[Stored data]
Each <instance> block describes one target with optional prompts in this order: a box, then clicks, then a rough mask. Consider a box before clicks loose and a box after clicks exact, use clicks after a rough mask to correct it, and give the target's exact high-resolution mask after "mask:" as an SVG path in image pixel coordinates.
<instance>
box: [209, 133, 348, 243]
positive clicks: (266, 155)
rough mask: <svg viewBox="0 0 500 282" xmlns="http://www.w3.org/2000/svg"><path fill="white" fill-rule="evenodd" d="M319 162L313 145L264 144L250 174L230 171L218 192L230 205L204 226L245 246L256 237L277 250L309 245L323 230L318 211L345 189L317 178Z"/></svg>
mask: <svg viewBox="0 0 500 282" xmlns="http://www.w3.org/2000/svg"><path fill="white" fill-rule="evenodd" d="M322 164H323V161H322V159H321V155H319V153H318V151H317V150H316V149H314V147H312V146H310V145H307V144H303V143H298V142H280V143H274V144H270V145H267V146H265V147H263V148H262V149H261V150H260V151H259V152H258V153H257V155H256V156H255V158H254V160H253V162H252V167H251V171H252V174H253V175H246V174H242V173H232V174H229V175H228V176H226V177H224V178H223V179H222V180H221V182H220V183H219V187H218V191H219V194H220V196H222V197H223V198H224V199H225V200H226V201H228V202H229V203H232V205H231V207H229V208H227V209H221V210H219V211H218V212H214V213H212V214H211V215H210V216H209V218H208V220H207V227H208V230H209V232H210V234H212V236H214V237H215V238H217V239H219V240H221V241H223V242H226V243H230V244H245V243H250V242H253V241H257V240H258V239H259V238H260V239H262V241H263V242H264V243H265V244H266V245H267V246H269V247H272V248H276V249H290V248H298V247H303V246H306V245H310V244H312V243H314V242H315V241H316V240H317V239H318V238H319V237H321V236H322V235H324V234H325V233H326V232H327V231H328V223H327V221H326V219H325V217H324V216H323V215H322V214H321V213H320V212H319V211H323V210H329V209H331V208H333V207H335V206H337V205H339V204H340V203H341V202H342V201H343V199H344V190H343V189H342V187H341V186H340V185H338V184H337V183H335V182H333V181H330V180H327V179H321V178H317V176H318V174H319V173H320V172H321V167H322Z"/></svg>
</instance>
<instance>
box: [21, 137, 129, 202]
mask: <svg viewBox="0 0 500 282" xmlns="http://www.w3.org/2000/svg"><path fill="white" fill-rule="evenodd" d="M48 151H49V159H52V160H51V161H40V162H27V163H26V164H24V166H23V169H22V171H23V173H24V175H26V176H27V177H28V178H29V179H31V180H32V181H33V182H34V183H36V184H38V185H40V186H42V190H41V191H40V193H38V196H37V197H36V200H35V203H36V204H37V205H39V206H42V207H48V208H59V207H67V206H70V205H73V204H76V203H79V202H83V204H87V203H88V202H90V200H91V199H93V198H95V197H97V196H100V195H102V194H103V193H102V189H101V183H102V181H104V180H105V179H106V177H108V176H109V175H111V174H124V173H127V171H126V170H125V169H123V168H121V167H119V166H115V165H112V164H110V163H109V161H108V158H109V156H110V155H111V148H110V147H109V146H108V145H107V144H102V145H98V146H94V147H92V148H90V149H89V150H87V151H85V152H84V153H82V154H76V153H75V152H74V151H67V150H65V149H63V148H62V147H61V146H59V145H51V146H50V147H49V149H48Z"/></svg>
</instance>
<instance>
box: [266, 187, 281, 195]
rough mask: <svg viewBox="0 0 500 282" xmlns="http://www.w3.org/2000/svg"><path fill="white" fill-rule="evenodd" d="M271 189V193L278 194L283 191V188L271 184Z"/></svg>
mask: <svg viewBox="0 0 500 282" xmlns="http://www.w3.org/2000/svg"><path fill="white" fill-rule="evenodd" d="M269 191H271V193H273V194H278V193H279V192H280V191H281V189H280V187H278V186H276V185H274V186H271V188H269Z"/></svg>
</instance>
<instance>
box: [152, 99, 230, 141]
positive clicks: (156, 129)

◆ **Work item**
Exactly as shown above, return all of the entries.

◆ **Solution for this task**
Each <instance> block describes one target with optional prompts in this order: a box, then clicks, then a rough mask. Consider a box before clicks loose and a box after clicks exact, use clicks after a rough mask to correct it, and give the target's exact high-resolution mask after "mask:" as an SVG path in image pixel coordinates.
<instance>
box: [209, 133, 348, 243]
positive clicks: (266, 155)
rough mask: <svg viewBox="0 0 500 282" xmlns="http://www.w3.org/2000/svg"><path fill="white" fill-rule="evenodd" d="M319 162L313 145L264 144L250 174L230 171L218 192L230 205L204 226L245 246L256 237L277 250L309 245L323 230L318 211L345 189L317 178Z"/></svg>
mask: <svg viewBox="0 0 500 282" xmlns="http://www.w3.org/2000/svg"><path fill="white" fill-rule="evenodd" d="M322 164H323V161H322V159H321V155H319V153H318V151H317V150H316V149H314V147H312V146H310V145H307V144H303V143H298V142H280V143H274V144H270V145H267V146H265V147H263V148H262V149H261V150H260V151H259V152H258V153H257V155H256V156H255V158H254V160H253V162H252V167H251V171H252V174H253V175H246V174H242V173H232V174H229V175H228V176H226V177H224V178H223V179H222V180H221V182H220V183H219V187H218V191H219V194H220V196H222V197H223V198H224V199H225V200H226V201H228V202H229V203H232V205H231V207H229V208H227V209H221V210H219V211H218V212H214V213H212V214H211V215H210V216H209V218H208V220H207V227H208V230H209V232H210V234H212V236H214V237H215V238H217V239H219V240H221V241H223V242H226V243H230V244H245V243H250V242H253V241H257V240H258V239H259V238H260V239H262V241H263V242H264V243H265V244H266V245H267V246H269V247H272V248H276V249H290V248H298V247H303V246H306V245H310V244H312V243H314V242H315V241H316V240H317V239H318V238H319V237H321V236H322V235H324V234H325V233H326V232H327V231H328V223H327V221H326V219H325V217H324V216H323V215H322V214H321V213H320V212H319V211H323V210H329V209H331V208H333V207H335V206H337V205H339V204H340V203H341V202H342V201H343V199H344V190H343V189H342V187H341V186H340V185H338V184H337V183H335V182H333V181H330V180H327V179H321V178H317V176H318V174H319V173H320V172H321V167H322Z"/></svg>
</instance>
<instance>
box: [21, 137, 129, 202]
mask: <svg viewBox="0 0 500 282" xmlns="http://www.w3.org/2000/svg"><path fill="white" fill-rule="evenodd" d="M48 151H49V159H52V160H51V161H40V162H27V163H26V164H24V166H23V169H22V171H23V173H24V175H26V176H27V177H28V178H29V179H31V180H32V181H33V182H34V183H36V184H38V185H40V186H42V190H41V191H40V193H38V196H37V197H36V200H35V203H36V204H37V205H39V206H42V207H48V208H59V207H67V206H70V205H73V204H76V203H79V202H83V204H87V203H88V202H90V200H91V199H93V198H95V197H97V196H100V195H102V194H103V193H102V189H101V183H102V181H104V180H105V179H106V177H108V176H109V175H111V174H124V173H127V171H126V170H125V169H123V168H121V167H119V166H115V165H112V164H110V163H109V161H108V158H109V156H110V155H111V148H110V147H109V146H108V145H107V144H102V145H98V146H94V147H92V148H90V149H89V150H87V151H85V152H84V153H82V154H76V153H75V152H74V151H67V150H65V149H63V148H62V147H61V146H59V145H51V146H50V147H49V149H48Z"/></svg>
</instance>
<instance>
box: [266, 187, 281, 195]
rough mask: <svg viewBox="0 0 500 282" xmlns="http://www.w3.org/2000/svg"><path fill="white" fill-rule="evenodd" d="M271 189V193L278 194L283 191V188L271 184Z"/></svg>
mask: <svg viewBox="0 0 500 282" xmlns="http://www.w3.org/2000/svg"><path fill="white" fill-rule="evenodd" d="M269 191H271V193H273V194H278V193H279V192H280V191H281V189H280V187H278V186H276V185H274V186H271V188H269Z"/></svg>
</instance>
<instance>
box: [152, 99, 230, 141]
positive clicks: (156, 129)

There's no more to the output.